> _Aim_
The entire listing is to be repeated verbatim.

○ ○ ○ ○ ○

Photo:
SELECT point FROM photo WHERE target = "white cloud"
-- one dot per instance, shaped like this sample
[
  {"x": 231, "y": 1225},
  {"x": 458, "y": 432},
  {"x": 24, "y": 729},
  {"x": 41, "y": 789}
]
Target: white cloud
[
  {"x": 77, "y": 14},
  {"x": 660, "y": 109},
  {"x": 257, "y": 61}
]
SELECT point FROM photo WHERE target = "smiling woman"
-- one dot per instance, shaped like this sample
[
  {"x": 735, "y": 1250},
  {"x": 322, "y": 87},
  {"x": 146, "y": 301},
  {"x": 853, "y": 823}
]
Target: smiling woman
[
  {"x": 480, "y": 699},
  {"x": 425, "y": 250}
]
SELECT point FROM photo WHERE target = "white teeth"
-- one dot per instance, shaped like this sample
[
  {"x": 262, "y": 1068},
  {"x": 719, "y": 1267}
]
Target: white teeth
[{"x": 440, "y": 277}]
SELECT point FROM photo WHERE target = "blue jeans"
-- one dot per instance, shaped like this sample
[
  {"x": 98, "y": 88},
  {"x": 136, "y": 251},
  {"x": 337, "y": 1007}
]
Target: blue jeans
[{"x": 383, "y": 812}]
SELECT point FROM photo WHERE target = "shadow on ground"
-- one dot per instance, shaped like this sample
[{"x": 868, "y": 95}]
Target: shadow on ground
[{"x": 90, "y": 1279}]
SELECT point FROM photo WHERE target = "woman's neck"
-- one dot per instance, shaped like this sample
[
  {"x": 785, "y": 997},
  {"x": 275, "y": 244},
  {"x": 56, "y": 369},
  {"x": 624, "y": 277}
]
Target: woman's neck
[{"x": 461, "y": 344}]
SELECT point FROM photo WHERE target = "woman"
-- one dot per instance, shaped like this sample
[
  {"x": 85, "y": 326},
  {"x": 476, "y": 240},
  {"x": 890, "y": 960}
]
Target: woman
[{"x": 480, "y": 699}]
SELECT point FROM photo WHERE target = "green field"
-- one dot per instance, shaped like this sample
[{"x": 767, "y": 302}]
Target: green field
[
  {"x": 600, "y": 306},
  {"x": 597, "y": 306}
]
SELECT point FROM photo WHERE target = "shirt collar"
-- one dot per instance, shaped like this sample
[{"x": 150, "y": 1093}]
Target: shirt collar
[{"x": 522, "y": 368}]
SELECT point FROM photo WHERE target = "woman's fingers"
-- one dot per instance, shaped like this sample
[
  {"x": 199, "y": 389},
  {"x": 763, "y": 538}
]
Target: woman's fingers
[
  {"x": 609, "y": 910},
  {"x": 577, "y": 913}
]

○ ○ ○ ○ ○

> _Task solution_
Photo:
SELECT point FROM photo WHERE target = "white cloud"
-- one dot per instance, shaped like this sample
[
  {"x": 231, "y": 1225},
  {"x": 458, "y": 432},
  {"x": 24, "y": 729},
  {"x": 41, "y": 789}
]
Target: white cloud
[
  {"x": 77, "y": 14},
  {"x": 660, "y": 109},
  {"x": 257, "y": 61}
]
SELECT point FROM photo WHERE target = "smiling woman"
-- one dot per instance, shaped like this sample
[
  {"x": 735, "y": 1250},
  {"x": 322, "y": 87},
  {"x": 146, "y": 301},
  {"x": 853, "y": 823}
]
Target: smiling woman
[
  {"x": 480, "y": 699},
  {"x": 425, "y": 250}
]
SELECT point FROM photo WHERE target = "white teeth"
-- one dot per instance, shaped like this sample
[
  {"x": 262, "y": 1068},
  {"x": 719, "y": 1267}
]
Target: white teeth
[{"x": 440, "y": 277}]
SELECT point FROM photo WHERE target = "blue jeans"
-- one dot per instance, shaped like this sample
[
  {"x": 98, "y": 88},
  {"x": 136, "y": 251},
  {"x": 337, "y": 1007}
]
Target: blue jeans
[{"x": 383, "y": 812}]
SELECT point FROM photo WHERE target = "shadow on ground"
-- one dot per instance, shaped like this sample
[{"x": 868, "y": 95}]
Target: shadow on ground
[{"x": 90, "y": 1279}]
SELECT point FROM photo WHERE target = "woman's neck"
-- one dot per instance, shaped like this sample
[
  {"x": 785, "y": 997},
  {"x": 275, "y": 244},
  {"x": 56, "y": 369},
  {"x": 624, "y": 277}
]
Target: woman's neck
[{"x": 461, "y": 344}]
SELECT point FROM photo WHERE target = "woman"
-- one dot per instance, shaped like this sample
[
  {"x": 85, "y": 326},
  {"x": 476, "y": 240},
  {"x": 890, "y": 960}
]
Target: woman
[{"x": 480, "y": 699}]
SELECT point FROM photo WHERE target = "green field"
-- one dot per instance, shaped like this sample
[{"x": 767, "y": 302}]
Target: green field
[
  {"x": 600, "y": 306},
  {"x": 597, "y": 306}
]
SELECT point FROM photo WHERE target = "shirt collar"
-- one dot per instance, shaped like this sample
[{"x": 150, "y": 1093}]
Target: shirt collar
[{"x": 522, "y": 368}]
SELECT point FROM photo WHERE target = "woman's fingers"
-- one dot per instance, shaped like this sample
[
  {"x": 199, "y": 389},
  {"x": 763, "y": 538}
]
Target: woman's fingers
[
  {"x": 609, "y": 910},
  {"x": 577, "y": 913}
]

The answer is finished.